Report, copied in full, every line in the records below that contains the string "concrete".

■ **GIVEN RECORDS**:
···

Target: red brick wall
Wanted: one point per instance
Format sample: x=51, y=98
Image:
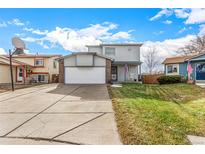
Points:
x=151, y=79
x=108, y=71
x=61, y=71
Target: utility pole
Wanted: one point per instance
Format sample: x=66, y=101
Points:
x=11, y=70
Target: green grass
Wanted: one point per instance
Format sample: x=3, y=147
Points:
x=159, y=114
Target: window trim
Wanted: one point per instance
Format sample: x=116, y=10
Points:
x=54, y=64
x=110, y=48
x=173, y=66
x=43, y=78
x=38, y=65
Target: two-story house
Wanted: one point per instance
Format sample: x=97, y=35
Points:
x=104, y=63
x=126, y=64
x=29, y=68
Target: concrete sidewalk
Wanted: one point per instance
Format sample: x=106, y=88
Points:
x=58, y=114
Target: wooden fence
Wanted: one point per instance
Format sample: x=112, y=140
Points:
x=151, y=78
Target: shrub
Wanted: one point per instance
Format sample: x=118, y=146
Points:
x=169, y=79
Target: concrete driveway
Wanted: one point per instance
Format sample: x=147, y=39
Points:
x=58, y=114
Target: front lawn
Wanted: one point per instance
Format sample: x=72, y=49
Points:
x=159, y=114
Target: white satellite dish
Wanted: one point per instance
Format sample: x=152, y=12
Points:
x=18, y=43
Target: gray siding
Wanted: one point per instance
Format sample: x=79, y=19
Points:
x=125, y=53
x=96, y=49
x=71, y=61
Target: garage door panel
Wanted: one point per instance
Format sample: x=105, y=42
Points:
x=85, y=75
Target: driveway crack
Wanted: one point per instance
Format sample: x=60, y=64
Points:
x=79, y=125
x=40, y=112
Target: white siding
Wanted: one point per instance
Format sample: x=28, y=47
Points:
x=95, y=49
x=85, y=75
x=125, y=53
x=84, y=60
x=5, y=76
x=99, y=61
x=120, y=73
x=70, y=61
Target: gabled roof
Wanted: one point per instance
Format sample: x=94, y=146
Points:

···

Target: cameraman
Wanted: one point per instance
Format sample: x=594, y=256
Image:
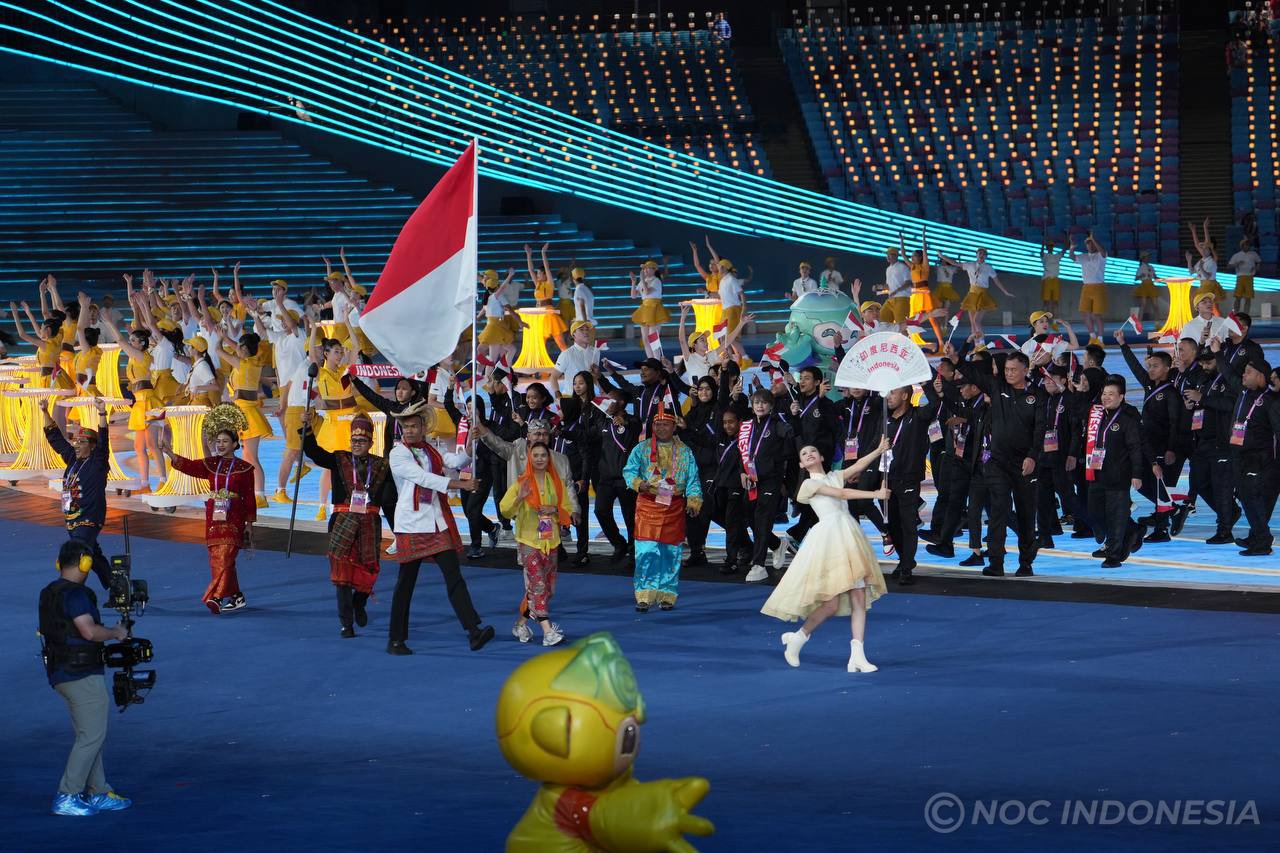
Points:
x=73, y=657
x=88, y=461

···

■ **FINISHED ANSWER**:
Target: concrete sidewalk
Target: concrete driveway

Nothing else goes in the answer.